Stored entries

══════

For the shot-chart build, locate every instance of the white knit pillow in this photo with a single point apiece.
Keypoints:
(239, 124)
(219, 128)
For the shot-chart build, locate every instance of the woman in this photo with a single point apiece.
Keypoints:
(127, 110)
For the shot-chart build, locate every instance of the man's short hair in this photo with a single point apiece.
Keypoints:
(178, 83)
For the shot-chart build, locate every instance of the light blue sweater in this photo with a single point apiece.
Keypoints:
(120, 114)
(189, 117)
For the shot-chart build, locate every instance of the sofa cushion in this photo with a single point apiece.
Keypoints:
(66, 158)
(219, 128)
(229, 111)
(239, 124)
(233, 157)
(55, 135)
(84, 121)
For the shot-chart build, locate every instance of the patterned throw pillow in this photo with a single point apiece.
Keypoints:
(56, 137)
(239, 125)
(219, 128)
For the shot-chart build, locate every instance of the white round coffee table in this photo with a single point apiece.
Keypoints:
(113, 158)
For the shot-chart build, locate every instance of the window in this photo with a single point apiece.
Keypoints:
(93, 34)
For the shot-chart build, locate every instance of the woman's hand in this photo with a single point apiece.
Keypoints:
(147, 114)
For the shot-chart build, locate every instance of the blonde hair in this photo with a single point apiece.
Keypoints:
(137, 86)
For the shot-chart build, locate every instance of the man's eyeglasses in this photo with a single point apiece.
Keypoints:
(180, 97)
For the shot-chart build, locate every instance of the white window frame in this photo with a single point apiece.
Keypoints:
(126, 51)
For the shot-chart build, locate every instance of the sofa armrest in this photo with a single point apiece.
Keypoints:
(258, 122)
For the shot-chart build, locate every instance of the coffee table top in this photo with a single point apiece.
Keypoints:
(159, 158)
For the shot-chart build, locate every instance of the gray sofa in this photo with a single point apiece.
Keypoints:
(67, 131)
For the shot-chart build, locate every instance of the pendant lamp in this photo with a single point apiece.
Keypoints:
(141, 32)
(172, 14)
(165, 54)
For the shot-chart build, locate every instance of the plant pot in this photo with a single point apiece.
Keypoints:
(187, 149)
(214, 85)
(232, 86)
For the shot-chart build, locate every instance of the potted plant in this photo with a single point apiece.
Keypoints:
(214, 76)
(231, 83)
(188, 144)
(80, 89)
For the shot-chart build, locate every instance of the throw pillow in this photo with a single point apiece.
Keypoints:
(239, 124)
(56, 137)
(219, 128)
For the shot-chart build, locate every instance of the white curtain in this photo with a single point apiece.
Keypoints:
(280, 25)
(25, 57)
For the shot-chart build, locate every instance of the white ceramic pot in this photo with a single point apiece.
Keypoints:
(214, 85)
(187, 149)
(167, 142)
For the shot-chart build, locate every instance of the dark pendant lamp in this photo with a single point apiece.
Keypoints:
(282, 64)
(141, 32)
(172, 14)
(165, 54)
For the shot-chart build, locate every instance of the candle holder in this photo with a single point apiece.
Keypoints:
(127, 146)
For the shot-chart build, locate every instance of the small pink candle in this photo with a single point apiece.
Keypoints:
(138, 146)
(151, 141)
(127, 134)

══════

> **WHAT YOU WILL DO**: All lines of the records above that contain the word "table" are to be copied out.

> **SOLUTION**:
For the shot-chart build, locate every instance of the white round coffee table in this photo with a single point apiece.
For the shot-chart build, locate every instance of the coffee table top in this photo with a single point apiece.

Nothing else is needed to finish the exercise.